(Input material begins)

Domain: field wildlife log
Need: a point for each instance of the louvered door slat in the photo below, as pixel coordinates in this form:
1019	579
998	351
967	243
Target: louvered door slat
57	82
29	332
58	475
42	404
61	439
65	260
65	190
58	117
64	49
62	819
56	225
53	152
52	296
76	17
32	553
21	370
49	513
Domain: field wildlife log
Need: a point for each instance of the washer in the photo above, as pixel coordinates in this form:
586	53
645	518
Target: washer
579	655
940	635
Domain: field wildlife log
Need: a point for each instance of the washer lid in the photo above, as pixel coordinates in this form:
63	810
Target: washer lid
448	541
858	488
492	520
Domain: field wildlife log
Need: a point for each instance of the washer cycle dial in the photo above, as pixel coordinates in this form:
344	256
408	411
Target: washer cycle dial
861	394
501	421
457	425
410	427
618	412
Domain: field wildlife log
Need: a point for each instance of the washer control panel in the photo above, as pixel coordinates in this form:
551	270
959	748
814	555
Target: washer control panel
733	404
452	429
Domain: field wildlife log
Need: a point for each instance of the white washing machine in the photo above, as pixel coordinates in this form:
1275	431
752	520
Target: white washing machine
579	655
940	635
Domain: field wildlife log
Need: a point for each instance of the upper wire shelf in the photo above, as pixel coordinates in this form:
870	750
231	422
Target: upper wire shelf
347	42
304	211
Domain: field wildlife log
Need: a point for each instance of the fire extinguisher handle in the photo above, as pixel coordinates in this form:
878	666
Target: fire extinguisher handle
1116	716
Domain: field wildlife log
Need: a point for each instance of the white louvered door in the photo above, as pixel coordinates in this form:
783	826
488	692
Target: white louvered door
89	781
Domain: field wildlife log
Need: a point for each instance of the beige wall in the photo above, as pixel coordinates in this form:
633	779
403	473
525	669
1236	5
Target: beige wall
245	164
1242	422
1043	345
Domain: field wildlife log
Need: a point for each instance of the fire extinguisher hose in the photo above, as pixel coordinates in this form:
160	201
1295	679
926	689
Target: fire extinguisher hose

(Input material ends)

Write out the entire listing so that each line matches the original exactly.

Domain: field wildlife log
Need: a point for each instance of the louvered door slat in the photo below, as pixel coordinates in this form:
1019	579
998	351
967	243
Target: louvered door slat
57	82
29	332
58	475
42	404
61	439
65	260
65	190
58	117
64	49
62	819
56	225
53	152
52	296
76	17
32	553
21	370
49	513
Domain: field wildlife log
Need: a point for each instance of the washer in the photo above, as pixel coordinates in this form:
586	53
645	518
Target: washer
579	655
940	635
Domain: field wildlife log
Need: a point for each instance of the washer lid in the photo above, as pixel coordinates in this form:
63	810
Target: washer lid
448	541
858	488
492	520
Domain: field wildlife log
Need: a point for each instance of the washer cycle dial in the photo above, as pixel coordinates in this form:
344	256
408	411
Target: washer cycle dial
861	394
501	421
457	425
410	427
618	412
Domain: field wildlife log
Need: a point for each instance of the washer control panel in the photo above, as pixel coordinates in this form:
551	270
959	748
814	555
Target: washer control panel
733	404
452	429
Domain: field wildlife log
Need: a point for each instance of the white washing machine in the photo above, as pixel coordinates in this form:
1275	431
752	520
Target: white washing machine
579	655
940	635
Domain: field wildlife log
Need: a point for each instance of the upper wire shelf in the photo above, as pixel coordinates in this form:
870	750
231	422
Target: upper wire shelf
347	42
304	211
Domain: field wildlife log
Need: a point for each instance of the fire extinguisher handle in the photo above, as pixel coordinates in this form:
878	666
Target: fire extinguisher handle
1116	716
Domain: field wildlife log
Need: a point for each instance of the white louvered door in the photo above, as pixel coordinates in this form:
783	826
488	692
Target: white louvered door
89	781
Domain: field wildlife log
Need: a point for each instance of the beige wall in the photo above, as pixel coordinates in this form:
633	779
403	473
525	669
1236	5
Target: beige wall
245	164
1242	422
1043	345
Domain: field wildlife log
Need: a point for each instance of the fire extinguisher hose in the photo above, as pixel coordinates in this form:
160	201
1295	679
926	689
Target: fire extinguisher hose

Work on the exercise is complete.